What you will do:
a - According to the article on Xiaomi's denial of the Ford rumor, what tariff has Washington placed on Chinese-built electric vehicles?
b - Please extract the passage of the Xiaomi article from "By adding that" up to and including "watching the stock.".
c - Write what comes next in the article on Xiaomi's denial of a Ford partnership, picking up after its final sentence.

Supplied passage:
Many investors and EV watchers already knew that Ford CEO Jim Farley had imported a Xiaomi SU7 to the U.S. and called it “pretty impressive,” as covered by CnEVPost. It was easy to connect that admiration to the FT story and assume something bigger was brewing.
Xiaomi’s denial snapped that link.
What Xiaomi’s denial really tells you
On the surface, Xiaomi simply said, “This report is false.”
When I read the full wording, I see something more deliberate.
By adding that it “does not sell its products and services in the United States and is not negotiating with any companies to do so,” Xiaomi went beyond the narrow Ford rumor and tried to kill any talk of an imminent U.S. entry altogether.
Related: Ford recalls multiple car and SUV models due to fire danger
Xiaomi used the same statement while outlining its car strategy in Europe and the United Kingdom, and it highlighted plans to expand investment in the U.K. after generating about 1 billion yuan in revenue there last year, China Daily reported. That is not the tone of a company secretly preparing a U.S. beachhead.
Here is how I read that if you own or are watching the stock.
- Xiaomi wants you to focus on Europe and other overseas markets where tariffs and politics are less hostile.
- The automaker wants to distance itself from any storyline that suggests it’s using a U.S. partner to sneak around 100% tariffs on Chinese‑built EVs.
- It does not want a rumor to front‑run whatever long‑term U.S. strategy it may eventually adopt.
That is a very different posture than “We can’t comment on market speculation.”
The EV politics you can’t ignore
If you care about the auto sector, you already know Chinese EVs are the elephant outside the room in the U.S.
Washington has slapped a 100% tariff on Chinese‑built electric vehicles, effectively blocking direct imports into the U.S. market, as CnEVPost and other EV trade outlets have noted in their coverage of European and American policy.
That kind of barrier means any real Xiaomi, BYD, or Nio presence in the U.S. would almost certainly require local manufacturing, a licensing deal, or a joint‑venture structure.
That is why the FT report felt plausible enough to move sentiment.
Ford has explored EV partnerships with multiple Chinese manufacturers as part of a broader scramble by legacy automakers to tap cheaper Chinese batteries and software, the Financial Times reported. The rumored Ford–Xiaomi tie‑up has been discussed alongside reports of Ford talking to BYD, making it look more like a pattern than a one‑off, CnEVPost pointed out.
At the same time, top industry voices are not shy about how far Chinese EVs have come.
Nvidia CEO Jensen Huang has called Chinese electric vehicles “very competitive” and warned that they could dominate global markets if trade barriers fall, according to CnEVPost’s write‑up of his comments. Farley’s decision to personally import and drive a Xiaomi SU7 is another sign that Detroit executives take Chinese EV engineering seriously, EV.com reported.

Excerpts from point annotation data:
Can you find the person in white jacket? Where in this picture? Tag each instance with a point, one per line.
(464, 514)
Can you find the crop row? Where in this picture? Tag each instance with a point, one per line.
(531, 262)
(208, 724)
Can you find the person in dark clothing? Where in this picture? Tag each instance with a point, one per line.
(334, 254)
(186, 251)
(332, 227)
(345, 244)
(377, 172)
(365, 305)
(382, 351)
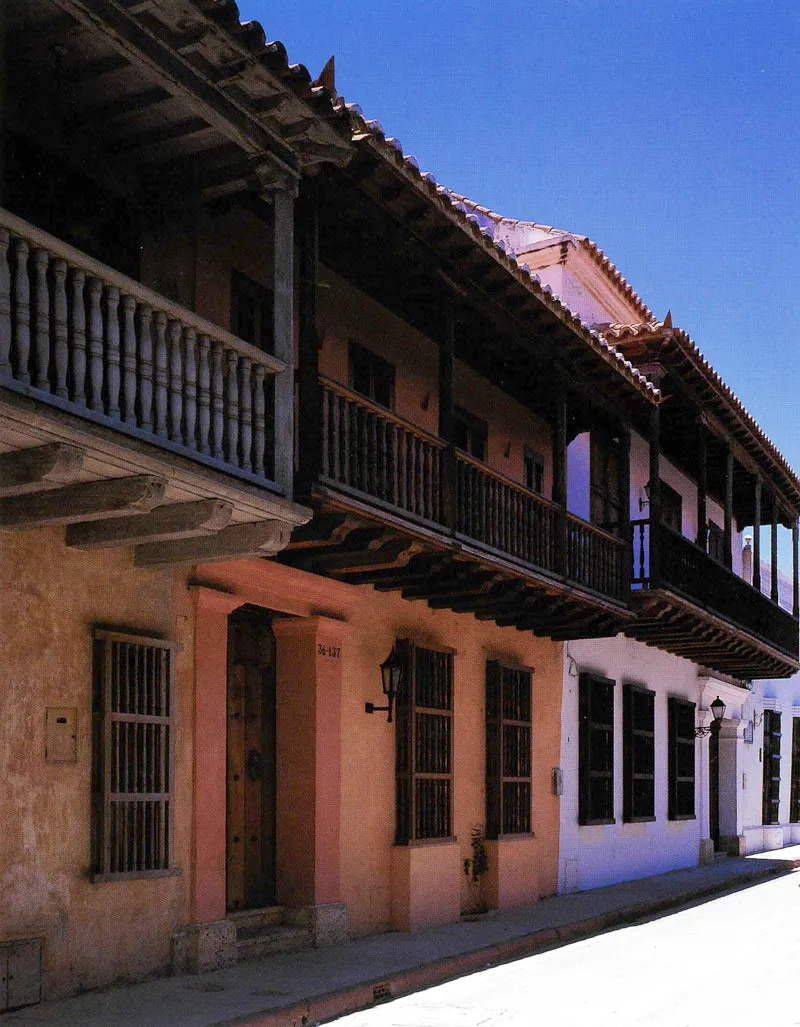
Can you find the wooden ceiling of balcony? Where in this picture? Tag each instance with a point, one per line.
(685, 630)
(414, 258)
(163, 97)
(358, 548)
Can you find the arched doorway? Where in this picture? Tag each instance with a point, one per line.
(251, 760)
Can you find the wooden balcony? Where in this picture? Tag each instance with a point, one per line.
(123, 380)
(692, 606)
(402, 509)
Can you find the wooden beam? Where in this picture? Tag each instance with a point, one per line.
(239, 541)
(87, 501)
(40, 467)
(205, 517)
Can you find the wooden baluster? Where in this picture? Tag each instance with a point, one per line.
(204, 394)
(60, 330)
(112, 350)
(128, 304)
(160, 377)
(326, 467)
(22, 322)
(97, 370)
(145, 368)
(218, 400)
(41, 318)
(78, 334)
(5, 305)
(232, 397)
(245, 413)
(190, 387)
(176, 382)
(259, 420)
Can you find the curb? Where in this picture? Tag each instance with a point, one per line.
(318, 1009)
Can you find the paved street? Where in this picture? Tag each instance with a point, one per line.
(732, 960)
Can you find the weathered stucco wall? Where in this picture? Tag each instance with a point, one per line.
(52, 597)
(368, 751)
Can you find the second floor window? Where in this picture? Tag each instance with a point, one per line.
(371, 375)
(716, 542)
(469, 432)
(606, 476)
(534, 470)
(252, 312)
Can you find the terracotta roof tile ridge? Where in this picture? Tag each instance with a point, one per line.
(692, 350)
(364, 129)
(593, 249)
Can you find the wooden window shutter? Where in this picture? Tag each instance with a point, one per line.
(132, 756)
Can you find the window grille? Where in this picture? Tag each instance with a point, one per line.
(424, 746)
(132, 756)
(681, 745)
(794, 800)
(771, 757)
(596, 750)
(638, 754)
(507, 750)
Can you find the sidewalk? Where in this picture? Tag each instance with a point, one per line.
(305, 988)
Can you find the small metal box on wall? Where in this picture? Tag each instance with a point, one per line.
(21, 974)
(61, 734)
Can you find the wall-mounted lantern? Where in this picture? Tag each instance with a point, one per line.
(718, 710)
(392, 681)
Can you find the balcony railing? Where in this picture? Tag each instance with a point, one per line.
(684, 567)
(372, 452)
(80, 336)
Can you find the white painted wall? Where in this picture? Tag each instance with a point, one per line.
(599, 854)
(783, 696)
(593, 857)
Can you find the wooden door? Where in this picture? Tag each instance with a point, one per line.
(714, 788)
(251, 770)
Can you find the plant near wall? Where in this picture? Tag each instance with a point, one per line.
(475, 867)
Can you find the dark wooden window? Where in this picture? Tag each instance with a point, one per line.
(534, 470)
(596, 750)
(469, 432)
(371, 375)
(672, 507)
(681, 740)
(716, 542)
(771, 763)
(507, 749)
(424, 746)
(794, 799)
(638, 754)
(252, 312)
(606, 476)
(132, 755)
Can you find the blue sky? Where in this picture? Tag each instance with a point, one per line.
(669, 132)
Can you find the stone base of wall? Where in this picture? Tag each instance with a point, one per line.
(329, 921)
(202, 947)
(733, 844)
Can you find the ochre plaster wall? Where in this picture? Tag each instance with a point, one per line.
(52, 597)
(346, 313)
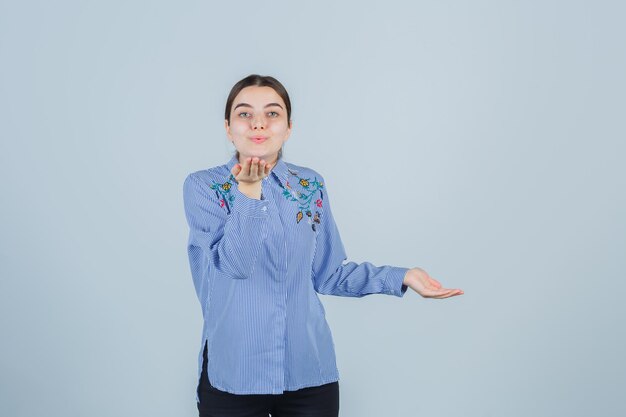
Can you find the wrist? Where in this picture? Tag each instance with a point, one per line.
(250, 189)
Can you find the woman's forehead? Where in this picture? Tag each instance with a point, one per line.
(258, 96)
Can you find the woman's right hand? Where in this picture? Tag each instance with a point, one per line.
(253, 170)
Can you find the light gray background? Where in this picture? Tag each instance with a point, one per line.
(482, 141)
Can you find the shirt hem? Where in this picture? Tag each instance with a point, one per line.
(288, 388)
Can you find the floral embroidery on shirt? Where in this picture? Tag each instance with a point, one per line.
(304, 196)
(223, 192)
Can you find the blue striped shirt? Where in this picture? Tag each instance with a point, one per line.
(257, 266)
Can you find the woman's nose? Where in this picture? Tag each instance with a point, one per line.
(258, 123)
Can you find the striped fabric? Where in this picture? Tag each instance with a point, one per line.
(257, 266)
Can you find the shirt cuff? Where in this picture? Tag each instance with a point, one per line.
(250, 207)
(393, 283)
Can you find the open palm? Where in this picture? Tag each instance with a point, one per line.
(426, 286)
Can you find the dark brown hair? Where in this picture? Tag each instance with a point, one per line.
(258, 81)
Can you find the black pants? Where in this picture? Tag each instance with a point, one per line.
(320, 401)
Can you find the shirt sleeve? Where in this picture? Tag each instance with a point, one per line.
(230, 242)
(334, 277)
...
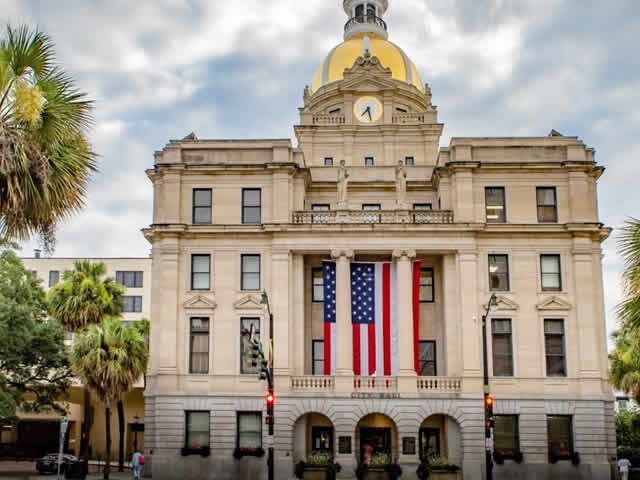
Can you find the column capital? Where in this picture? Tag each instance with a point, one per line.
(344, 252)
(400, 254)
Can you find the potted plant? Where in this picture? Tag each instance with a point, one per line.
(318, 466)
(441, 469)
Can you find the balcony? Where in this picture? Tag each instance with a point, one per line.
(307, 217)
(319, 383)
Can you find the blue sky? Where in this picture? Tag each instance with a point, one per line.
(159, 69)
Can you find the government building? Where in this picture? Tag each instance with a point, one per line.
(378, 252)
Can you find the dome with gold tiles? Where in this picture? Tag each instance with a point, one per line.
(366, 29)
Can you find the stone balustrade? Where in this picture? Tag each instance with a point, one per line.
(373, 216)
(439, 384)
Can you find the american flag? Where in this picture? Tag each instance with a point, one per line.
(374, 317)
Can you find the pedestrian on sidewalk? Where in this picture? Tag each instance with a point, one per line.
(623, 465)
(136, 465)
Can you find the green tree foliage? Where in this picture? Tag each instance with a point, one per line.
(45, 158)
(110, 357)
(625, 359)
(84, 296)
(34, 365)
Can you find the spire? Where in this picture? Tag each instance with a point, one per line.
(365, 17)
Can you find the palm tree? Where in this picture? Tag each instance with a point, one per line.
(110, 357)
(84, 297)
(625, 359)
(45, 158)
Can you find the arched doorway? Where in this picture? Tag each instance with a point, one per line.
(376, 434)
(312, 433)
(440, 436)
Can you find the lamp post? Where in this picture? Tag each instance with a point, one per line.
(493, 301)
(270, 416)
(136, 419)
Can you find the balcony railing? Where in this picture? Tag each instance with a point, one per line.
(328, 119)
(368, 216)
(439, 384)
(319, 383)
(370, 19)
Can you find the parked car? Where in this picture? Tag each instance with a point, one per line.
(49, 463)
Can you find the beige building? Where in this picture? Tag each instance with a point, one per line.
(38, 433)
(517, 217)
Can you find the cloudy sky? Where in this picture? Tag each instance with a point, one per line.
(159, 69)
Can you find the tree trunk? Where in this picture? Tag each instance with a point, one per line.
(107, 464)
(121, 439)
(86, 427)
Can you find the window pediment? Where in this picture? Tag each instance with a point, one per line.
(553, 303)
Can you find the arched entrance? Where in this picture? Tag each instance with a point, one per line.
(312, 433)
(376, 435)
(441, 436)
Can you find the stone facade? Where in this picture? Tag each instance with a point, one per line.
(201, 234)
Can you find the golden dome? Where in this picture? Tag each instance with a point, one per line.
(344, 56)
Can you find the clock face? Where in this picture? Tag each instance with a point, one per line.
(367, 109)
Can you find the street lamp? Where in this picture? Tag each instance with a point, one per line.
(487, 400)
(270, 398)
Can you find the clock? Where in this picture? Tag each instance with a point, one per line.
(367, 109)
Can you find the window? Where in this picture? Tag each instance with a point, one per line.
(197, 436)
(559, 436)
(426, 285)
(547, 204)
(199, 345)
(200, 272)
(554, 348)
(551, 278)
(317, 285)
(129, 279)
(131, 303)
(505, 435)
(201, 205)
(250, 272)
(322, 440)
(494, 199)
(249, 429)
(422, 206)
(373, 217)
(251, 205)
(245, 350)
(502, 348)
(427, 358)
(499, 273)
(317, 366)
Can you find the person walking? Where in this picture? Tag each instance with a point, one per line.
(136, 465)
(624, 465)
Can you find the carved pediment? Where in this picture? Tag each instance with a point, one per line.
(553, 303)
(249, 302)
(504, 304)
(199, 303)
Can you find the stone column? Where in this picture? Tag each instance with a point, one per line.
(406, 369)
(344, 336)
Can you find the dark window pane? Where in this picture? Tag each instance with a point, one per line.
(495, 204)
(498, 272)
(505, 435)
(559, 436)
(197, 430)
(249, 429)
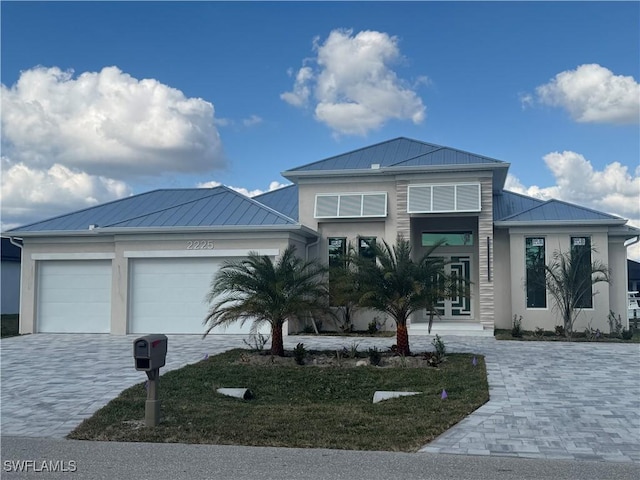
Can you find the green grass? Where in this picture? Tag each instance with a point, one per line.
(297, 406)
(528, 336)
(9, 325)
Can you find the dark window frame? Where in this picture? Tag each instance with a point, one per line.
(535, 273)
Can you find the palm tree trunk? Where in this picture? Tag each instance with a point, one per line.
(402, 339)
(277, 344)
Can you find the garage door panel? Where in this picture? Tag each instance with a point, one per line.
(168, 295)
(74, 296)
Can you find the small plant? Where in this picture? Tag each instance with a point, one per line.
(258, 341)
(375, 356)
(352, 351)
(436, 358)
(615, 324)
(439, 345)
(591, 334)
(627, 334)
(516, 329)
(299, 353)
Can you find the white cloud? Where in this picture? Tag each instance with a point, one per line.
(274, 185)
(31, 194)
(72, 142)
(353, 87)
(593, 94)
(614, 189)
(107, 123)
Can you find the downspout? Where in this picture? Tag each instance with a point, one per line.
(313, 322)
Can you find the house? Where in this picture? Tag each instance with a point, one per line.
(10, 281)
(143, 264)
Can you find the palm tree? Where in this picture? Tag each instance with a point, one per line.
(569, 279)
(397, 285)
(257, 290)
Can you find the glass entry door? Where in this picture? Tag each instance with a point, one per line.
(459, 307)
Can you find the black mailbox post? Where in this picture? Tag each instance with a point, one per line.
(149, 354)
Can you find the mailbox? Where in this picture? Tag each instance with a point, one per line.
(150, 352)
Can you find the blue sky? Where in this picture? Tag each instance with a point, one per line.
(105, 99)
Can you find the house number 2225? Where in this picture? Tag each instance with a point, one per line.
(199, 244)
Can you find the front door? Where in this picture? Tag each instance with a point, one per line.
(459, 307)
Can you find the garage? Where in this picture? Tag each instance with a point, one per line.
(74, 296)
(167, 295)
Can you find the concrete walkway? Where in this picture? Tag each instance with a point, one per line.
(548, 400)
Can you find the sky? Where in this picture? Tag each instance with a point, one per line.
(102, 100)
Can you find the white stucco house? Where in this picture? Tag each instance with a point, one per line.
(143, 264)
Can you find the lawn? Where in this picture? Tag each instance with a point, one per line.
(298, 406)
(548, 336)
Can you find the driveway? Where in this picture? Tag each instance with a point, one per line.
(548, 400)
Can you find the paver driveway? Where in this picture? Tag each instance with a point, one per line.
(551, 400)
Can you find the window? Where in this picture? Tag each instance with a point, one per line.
* * *
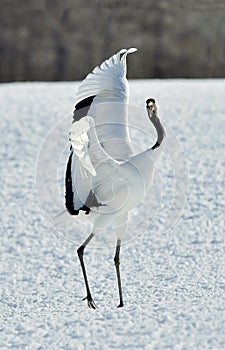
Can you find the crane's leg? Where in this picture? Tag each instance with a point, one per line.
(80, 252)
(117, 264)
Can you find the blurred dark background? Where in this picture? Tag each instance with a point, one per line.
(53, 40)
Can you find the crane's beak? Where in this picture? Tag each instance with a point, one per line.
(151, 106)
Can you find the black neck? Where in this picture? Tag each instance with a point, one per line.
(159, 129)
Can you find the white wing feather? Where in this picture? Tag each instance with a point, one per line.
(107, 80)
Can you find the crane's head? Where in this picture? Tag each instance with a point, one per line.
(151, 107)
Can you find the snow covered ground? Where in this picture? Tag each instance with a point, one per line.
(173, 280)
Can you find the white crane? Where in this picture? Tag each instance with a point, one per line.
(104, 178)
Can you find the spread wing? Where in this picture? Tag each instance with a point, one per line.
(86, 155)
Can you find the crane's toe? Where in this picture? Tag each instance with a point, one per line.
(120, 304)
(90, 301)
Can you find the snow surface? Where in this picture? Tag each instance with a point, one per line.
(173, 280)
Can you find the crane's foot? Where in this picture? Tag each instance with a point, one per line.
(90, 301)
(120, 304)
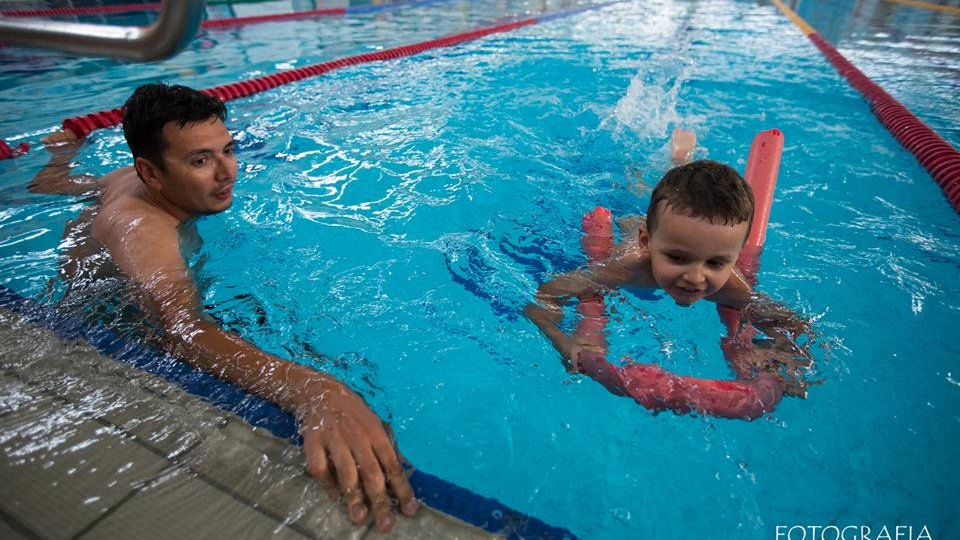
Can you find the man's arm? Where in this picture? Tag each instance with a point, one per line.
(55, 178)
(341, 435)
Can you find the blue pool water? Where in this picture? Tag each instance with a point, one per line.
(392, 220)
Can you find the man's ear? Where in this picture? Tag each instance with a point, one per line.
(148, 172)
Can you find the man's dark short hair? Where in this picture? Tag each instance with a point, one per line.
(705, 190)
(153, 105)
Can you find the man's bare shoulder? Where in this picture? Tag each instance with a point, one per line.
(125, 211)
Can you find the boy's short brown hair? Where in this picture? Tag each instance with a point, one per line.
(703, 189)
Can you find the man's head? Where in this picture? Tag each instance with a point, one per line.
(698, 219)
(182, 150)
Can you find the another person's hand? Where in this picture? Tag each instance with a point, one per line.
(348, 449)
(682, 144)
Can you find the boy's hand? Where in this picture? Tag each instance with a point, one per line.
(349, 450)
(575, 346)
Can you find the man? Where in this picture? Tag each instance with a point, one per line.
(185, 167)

Written responses:
a - A 100% tariff.

b -
By adding that it “does not sell its products and services in the United States and is not negotiating with any companies to do so,” Xiaomi went beyond the narrow Ford rumor and tried to kill any talk of an imminent U.S. entry altogether.
Related: Ford recalls multiple car and SUV models due to fire danger
Xiaomi used the same statement while outlining its car strategy in Europe and the United Kingdom, and it highlighted plans to expand investment in the U.K. after generating about 1 billion yuan in revenue there last year, China Daily reported. That is not the tone of a company secretly preparing a U.S. beachhead.
Here is how I read that if you own or are watching the stock.

c -
I see a strange split.
- Executives in Detroit and Silicon Valley admire the cars.
- Politicians in Washington see them as a threat.
That is the backdrop for any rumor about a Ford-Xiaomi partnership, and it is why both sides moved quickly to shut this one down.
What this means for you and your money
Let me bring this back to your decisions.
If you own Ford, this episode shows you two things.
First, management does not want the market to think it is about to outsource its U.S. EV future to a Chinese partner in a way that could blow up politically. Ford’s denial was as firm as Xiaomi’s, and outlets such as CnEVPost and AASTOCKS treated it that way.
Second, the company is clearly interested in Chinese tech at an engineering level, or Farley would not be importing and driving a Xiaomi SU7 and talking about it publicly, as EV.com and CnEVPost have noted.
If you are watching Xiaomi, I would not trade it off a U.S. rumor at all.
The company only announced its auto push in 2021 and launched the SU7 in 2024, so its first job is proving it can mass‑produce and sell cars at home and in friendlier overseas markets, according to CnEVPost’s timeline coverage. The focus on new investment in the U.K. makes more sense for this stage than trying to crash into the U.S. against a 100% tariff wall, China Daily reported.
As a consumer, your near‑term reality does not change.
You will not be able to walk into a Ford dealer later this year and choose a U.S.‑built Xiaomi sedan. The tariffs, the politics, and both companies’ own words say that is off the table for now.
What you can do is watch how often U.S. executives name‑check Chinese EVs and how regulators respond. When those two lines finally cross, that is when your options in the showroom will really change.